Gather every line in the rows below that contains the string "wing", copying each such line in full. Letter case counts when matching.

## Data supplied
────────

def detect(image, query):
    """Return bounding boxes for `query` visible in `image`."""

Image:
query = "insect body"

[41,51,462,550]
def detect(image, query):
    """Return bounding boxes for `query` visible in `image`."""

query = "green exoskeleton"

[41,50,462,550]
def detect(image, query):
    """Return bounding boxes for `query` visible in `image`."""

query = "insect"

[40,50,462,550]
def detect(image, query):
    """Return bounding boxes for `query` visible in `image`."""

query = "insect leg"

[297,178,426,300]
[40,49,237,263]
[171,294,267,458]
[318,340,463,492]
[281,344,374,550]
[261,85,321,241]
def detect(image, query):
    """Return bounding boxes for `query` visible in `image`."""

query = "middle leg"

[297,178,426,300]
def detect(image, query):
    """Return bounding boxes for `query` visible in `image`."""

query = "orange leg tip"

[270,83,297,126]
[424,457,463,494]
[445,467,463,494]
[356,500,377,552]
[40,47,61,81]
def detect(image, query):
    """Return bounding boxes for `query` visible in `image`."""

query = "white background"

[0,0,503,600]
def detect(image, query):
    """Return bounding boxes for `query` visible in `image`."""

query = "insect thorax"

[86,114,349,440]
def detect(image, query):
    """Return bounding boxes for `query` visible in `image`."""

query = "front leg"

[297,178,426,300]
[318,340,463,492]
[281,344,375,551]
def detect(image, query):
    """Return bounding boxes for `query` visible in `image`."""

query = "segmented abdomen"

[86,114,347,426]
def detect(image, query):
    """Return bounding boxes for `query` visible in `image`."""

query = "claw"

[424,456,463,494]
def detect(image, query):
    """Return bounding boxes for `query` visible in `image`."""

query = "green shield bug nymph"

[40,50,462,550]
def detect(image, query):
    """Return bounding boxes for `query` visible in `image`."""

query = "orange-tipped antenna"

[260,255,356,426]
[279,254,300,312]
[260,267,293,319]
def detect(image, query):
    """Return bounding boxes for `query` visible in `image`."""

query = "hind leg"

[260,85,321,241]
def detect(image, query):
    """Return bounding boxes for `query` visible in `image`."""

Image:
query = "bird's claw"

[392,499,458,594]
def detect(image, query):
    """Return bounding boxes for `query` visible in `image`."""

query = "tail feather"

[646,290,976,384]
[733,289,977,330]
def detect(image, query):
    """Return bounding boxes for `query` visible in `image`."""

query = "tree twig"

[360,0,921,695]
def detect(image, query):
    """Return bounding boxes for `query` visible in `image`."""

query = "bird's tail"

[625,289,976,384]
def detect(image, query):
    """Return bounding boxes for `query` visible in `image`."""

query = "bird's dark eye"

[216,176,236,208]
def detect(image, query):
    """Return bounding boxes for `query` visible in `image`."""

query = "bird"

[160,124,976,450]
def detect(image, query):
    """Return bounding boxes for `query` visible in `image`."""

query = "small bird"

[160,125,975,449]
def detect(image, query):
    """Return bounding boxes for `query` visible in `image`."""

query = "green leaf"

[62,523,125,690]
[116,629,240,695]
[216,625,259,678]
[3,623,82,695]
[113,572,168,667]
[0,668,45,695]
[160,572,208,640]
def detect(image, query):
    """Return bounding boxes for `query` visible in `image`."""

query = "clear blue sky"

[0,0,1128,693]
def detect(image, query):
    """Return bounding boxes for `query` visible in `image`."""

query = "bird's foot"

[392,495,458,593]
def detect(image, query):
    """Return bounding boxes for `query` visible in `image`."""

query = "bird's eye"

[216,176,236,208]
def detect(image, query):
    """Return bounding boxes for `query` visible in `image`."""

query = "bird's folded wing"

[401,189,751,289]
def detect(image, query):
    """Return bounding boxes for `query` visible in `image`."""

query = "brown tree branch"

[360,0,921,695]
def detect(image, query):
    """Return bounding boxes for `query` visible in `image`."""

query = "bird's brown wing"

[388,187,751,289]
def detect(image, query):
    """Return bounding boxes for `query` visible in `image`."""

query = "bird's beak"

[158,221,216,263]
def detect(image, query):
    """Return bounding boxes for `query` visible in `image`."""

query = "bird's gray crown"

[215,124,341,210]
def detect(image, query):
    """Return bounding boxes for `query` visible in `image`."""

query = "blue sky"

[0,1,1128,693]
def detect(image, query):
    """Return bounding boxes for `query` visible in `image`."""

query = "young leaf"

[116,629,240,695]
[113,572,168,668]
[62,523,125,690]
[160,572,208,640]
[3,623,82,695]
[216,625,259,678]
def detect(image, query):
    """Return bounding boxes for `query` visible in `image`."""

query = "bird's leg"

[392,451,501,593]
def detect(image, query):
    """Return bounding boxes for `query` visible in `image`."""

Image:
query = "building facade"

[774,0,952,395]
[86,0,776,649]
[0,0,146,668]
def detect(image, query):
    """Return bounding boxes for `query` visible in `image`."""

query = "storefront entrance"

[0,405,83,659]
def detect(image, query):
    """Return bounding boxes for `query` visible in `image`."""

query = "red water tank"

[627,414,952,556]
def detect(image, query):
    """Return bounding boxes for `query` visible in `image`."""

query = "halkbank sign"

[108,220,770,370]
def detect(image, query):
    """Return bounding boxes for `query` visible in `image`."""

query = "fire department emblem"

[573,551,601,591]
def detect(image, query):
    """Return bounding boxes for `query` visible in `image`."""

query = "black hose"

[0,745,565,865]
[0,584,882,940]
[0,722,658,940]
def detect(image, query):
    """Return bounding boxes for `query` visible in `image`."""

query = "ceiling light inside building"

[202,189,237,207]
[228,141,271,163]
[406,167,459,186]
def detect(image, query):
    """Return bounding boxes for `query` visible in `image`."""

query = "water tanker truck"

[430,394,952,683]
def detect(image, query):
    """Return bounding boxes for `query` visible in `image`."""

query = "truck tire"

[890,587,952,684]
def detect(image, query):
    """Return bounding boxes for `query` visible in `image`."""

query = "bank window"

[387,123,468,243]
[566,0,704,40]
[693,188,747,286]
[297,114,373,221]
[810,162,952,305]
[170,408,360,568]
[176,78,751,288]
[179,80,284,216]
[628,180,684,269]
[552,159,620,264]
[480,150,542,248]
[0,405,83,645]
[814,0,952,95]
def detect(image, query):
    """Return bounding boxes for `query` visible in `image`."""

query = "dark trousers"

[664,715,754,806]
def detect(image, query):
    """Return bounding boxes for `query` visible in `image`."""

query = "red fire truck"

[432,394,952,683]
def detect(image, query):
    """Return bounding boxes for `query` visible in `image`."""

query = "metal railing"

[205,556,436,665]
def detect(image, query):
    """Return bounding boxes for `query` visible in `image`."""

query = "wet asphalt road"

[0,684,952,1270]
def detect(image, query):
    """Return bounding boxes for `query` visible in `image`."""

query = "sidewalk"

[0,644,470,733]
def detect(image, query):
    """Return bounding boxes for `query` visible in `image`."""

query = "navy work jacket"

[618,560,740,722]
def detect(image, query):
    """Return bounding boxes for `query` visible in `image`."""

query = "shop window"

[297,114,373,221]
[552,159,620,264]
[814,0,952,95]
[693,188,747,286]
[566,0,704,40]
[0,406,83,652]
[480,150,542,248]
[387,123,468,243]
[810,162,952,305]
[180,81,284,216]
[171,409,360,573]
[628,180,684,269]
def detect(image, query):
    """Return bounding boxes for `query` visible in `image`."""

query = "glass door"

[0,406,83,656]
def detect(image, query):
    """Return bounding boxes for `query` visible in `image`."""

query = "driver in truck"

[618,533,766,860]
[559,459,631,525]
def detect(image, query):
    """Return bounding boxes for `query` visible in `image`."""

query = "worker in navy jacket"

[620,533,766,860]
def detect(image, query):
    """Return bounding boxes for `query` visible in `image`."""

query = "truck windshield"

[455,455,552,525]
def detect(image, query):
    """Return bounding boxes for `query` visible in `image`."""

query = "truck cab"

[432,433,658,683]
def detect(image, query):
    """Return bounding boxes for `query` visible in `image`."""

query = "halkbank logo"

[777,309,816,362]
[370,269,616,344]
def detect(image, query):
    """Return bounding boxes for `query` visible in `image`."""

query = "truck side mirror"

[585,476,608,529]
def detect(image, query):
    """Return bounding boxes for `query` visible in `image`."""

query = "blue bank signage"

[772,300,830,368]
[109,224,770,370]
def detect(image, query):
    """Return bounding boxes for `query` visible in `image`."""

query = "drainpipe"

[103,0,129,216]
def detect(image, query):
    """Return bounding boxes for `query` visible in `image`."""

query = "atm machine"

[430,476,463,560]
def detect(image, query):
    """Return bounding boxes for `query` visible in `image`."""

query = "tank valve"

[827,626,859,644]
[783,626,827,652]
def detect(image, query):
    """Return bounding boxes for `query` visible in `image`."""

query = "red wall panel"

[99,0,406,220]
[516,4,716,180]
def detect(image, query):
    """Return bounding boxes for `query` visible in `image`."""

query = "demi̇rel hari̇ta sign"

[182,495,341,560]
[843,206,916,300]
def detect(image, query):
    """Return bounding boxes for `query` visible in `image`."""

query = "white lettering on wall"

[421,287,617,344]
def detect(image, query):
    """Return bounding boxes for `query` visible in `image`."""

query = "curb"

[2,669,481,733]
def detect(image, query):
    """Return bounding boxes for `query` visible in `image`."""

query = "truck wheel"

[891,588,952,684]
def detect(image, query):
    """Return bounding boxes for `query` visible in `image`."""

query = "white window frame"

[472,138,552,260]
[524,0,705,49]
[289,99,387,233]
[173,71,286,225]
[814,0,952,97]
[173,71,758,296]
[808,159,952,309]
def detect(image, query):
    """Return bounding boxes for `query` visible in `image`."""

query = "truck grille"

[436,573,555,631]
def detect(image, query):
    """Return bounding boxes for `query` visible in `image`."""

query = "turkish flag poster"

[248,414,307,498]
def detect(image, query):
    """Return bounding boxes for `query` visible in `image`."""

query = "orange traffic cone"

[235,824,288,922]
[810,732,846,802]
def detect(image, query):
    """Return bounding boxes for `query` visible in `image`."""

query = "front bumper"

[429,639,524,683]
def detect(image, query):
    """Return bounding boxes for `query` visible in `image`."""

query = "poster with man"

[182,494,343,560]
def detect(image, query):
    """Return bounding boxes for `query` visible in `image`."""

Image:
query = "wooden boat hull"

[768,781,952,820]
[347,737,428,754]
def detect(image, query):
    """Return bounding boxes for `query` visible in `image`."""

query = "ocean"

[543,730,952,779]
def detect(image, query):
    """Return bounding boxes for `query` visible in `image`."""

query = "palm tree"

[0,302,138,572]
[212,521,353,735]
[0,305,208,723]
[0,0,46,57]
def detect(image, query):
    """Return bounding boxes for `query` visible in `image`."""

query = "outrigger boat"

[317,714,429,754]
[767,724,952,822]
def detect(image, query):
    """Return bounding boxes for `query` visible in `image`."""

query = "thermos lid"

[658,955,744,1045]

────────

## Answer below
query = "bird's folded wing"
query = "bird's brown wing"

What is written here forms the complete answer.